• Work to be completed: Search the records that follow and extract every line containing the string "logo".

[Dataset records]
----

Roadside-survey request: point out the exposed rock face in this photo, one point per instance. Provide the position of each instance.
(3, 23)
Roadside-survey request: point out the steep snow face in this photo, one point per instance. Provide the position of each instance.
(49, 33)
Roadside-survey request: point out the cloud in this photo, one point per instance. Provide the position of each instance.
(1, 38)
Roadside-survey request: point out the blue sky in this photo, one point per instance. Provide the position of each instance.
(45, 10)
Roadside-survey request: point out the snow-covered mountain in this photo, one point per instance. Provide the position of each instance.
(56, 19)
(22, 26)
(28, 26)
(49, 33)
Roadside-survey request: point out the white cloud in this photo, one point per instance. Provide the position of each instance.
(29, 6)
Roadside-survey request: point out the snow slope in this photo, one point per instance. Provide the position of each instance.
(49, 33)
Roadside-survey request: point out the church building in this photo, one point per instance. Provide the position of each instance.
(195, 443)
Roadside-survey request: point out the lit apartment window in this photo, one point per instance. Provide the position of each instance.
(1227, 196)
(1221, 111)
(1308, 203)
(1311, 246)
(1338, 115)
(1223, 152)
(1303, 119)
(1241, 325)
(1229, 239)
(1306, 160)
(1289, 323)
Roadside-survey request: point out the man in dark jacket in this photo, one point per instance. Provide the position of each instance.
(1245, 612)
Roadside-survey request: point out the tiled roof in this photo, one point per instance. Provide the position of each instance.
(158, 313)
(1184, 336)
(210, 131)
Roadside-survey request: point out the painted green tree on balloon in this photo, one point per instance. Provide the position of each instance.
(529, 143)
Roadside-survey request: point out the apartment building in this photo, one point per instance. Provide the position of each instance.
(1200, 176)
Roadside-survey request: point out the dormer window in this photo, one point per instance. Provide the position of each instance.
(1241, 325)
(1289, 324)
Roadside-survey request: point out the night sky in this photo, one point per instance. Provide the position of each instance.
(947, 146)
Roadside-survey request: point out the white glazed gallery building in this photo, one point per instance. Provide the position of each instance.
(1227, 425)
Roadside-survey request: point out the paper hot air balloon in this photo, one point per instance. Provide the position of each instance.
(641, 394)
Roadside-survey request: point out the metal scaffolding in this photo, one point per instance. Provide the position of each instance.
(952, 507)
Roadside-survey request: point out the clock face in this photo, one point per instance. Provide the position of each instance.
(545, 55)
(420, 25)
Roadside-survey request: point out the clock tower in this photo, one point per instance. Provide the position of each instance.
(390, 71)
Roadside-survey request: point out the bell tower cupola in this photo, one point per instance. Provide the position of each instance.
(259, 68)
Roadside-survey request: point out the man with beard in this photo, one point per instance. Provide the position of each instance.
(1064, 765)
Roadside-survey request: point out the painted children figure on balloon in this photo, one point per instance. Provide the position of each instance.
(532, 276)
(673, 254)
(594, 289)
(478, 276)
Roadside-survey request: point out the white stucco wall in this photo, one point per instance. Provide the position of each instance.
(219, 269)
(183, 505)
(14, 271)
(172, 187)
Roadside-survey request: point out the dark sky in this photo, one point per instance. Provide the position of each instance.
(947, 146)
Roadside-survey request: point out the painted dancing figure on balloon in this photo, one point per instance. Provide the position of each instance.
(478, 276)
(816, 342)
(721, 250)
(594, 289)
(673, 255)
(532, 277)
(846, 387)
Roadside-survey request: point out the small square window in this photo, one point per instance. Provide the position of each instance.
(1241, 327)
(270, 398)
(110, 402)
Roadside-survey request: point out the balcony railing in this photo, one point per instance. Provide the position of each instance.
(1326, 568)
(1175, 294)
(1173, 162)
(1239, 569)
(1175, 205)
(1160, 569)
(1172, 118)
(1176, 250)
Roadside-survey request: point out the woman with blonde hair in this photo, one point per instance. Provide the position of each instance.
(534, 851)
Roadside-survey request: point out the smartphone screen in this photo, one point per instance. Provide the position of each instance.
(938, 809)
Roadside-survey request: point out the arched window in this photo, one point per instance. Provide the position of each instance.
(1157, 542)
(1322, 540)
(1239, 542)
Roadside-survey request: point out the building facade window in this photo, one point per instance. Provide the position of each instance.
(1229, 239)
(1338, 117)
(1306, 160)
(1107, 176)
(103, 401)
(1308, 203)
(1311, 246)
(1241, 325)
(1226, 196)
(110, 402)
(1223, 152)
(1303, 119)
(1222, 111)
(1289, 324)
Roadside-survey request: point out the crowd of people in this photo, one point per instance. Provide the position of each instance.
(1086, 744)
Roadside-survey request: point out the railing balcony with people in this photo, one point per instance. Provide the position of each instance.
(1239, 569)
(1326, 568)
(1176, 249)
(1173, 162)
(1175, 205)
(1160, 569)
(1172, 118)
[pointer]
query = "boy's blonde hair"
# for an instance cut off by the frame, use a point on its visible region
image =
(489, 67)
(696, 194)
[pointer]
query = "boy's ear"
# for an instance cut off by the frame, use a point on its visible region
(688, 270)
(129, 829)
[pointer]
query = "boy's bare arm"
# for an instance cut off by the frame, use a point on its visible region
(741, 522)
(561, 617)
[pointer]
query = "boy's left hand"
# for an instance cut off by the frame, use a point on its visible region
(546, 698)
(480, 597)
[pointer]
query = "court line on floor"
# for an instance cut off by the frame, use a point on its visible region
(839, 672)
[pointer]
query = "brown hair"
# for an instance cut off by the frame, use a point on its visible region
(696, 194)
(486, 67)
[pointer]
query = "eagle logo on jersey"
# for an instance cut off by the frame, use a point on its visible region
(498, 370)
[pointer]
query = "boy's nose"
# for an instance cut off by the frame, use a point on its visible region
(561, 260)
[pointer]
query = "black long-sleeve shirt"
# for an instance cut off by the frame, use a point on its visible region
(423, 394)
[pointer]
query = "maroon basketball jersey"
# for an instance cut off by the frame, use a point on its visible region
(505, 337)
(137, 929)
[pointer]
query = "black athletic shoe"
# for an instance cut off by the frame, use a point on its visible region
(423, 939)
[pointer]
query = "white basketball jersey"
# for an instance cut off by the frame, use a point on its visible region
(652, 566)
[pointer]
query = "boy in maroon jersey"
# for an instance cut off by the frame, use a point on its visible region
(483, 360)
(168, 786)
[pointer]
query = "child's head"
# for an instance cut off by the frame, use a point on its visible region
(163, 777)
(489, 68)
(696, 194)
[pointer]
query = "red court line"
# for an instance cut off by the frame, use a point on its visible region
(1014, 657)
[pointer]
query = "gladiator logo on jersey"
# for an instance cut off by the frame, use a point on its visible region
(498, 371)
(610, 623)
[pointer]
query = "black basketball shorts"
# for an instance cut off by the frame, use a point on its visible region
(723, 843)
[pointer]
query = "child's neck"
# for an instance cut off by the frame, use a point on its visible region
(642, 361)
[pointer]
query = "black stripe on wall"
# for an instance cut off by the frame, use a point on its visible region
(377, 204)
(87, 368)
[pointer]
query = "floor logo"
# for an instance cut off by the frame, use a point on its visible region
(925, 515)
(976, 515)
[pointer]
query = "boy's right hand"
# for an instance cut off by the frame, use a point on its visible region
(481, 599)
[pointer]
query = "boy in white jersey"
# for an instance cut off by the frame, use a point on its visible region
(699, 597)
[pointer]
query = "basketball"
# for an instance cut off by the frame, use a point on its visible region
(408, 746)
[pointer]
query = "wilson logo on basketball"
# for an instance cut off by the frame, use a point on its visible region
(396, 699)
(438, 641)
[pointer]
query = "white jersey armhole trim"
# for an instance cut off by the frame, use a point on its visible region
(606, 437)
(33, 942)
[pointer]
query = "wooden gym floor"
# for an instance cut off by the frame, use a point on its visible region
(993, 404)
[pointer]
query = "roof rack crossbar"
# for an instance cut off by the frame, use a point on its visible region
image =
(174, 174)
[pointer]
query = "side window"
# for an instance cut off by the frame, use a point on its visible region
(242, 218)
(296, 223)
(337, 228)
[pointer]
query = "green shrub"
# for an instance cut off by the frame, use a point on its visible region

----

• Result of the task:
query = "eagle logo on jersey"
query = "gladiator logo on jersey"
query = "floor logo"
query = "wilson logo on basketball"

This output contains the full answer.